Task requirements >> In the entries below, the lines from the one with "Target: black book" through the one with "Target: camera" are to be copied exactly; both ends count.
□ □ □ □
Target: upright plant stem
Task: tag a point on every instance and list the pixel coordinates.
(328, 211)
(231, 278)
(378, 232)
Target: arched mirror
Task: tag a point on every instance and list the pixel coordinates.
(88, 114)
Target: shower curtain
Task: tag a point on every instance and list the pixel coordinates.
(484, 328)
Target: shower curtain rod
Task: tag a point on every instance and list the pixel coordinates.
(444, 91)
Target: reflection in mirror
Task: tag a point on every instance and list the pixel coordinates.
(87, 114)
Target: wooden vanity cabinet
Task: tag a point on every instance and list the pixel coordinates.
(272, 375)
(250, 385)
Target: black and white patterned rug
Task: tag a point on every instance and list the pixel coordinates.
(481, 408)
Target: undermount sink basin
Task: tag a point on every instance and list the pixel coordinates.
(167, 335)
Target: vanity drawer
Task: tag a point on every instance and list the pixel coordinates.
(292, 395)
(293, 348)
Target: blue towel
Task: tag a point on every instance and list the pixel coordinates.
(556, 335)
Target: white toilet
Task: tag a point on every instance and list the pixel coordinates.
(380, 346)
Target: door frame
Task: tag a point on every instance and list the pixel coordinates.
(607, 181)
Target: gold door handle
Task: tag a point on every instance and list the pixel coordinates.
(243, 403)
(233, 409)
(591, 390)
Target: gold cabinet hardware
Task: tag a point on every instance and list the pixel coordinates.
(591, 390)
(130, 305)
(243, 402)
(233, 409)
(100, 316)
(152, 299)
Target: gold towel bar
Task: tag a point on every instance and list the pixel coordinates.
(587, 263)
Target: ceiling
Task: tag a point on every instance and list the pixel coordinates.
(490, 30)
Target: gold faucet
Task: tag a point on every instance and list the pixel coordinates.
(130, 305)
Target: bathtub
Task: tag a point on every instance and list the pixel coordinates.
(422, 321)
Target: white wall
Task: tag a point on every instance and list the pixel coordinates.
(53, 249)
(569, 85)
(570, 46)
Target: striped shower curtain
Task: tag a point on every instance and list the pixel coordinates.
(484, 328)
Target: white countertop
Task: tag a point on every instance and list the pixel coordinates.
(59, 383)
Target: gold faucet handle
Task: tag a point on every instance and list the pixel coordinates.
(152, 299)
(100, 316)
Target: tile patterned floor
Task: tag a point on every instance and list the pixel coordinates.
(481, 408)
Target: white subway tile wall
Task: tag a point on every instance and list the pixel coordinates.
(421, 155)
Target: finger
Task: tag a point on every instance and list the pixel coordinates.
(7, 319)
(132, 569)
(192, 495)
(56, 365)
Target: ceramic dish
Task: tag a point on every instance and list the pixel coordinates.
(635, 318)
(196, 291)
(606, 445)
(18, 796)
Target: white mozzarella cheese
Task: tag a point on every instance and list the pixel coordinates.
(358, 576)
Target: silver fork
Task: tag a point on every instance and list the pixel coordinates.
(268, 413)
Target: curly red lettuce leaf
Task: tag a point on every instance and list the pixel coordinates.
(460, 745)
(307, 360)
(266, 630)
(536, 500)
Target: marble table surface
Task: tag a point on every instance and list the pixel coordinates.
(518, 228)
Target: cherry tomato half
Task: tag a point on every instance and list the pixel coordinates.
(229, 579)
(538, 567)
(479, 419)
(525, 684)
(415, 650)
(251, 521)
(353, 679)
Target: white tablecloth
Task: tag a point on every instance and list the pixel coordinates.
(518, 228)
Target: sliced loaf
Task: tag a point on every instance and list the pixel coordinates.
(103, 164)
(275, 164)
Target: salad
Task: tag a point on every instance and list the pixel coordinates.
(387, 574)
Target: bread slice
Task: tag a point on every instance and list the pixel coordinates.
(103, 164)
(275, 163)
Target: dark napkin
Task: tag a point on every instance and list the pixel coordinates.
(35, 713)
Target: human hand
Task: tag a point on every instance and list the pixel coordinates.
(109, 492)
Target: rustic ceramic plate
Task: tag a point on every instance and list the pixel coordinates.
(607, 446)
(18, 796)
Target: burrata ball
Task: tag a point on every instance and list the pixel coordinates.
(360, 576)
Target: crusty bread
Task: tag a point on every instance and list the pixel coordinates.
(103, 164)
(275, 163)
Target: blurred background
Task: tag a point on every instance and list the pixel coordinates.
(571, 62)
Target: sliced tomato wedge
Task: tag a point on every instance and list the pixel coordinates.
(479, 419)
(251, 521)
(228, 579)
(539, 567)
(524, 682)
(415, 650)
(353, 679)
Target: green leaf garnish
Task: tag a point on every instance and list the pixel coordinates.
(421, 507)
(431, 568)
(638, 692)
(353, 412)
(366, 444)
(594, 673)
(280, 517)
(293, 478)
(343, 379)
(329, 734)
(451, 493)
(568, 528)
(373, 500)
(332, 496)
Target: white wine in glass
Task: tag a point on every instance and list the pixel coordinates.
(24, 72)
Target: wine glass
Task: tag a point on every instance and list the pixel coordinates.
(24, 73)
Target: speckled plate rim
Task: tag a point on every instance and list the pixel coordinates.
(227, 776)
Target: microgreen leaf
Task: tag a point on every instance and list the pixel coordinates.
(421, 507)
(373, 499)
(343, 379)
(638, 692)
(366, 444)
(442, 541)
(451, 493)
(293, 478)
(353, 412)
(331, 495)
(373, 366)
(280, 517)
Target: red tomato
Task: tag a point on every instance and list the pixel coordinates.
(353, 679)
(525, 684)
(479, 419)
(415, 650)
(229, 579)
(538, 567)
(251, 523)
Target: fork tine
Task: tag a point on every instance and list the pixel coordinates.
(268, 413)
□ □ □ □
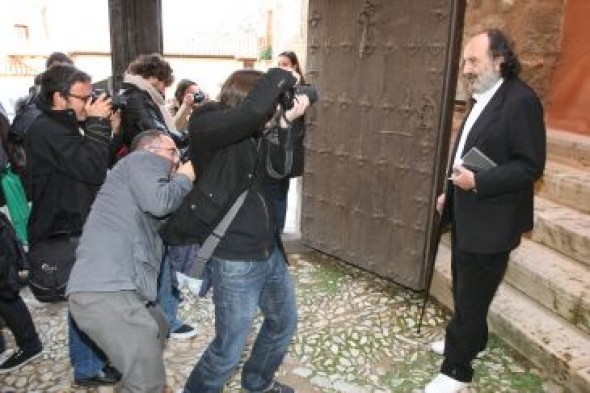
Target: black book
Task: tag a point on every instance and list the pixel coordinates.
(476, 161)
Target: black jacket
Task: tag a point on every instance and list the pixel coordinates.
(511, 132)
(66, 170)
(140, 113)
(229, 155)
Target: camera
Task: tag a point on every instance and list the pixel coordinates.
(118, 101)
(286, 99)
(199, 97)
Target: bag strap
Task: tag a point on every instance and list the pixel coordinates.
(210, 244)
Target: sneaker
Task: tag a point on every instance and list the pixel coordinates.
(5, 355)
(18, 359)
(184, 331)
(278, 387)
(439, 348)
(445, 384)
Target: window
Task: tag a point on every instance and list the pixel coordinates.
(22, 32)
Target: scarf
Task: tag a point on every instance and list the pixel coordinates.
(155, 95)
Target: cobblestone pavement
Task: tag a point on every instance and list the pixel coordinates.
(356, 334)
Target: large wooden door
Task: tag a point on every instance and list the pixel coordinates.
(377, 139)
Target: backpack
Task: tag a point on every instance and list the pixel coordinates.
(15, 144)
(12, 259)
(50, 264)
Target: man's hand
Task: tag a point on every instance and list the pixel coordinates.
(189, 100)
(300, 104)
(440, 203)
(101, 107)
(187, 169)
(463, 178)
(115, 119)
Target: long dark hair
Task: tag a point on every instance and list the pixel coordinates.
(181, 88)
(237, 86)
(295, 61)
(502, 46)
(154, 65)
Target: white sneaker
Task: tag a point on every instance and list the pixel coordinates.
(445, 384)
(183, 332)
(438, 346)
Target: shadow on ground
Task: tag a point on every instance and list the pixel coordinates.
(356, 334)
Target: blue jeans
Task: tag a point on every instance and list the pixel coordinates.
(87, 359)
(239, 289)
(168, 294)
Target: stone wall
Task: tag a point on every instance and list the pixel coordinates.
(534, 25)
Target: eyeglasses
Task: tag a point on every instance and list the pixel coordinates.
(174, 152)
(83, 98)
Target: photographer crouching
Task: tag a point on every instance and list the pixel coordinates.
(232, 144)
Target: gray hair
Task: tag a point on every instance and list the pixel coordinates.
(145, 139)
□ □ □ □
Solved exercise >>
Target: black book
Task: tag a point on every instance and list the pixel coordinates.
(476, 161)
Target: black jacket
Task: tag a point on every instance and list the pixel coordinates.
(511, 132)
(66, 170)
(140, 113)
(229, 155)
Target: camera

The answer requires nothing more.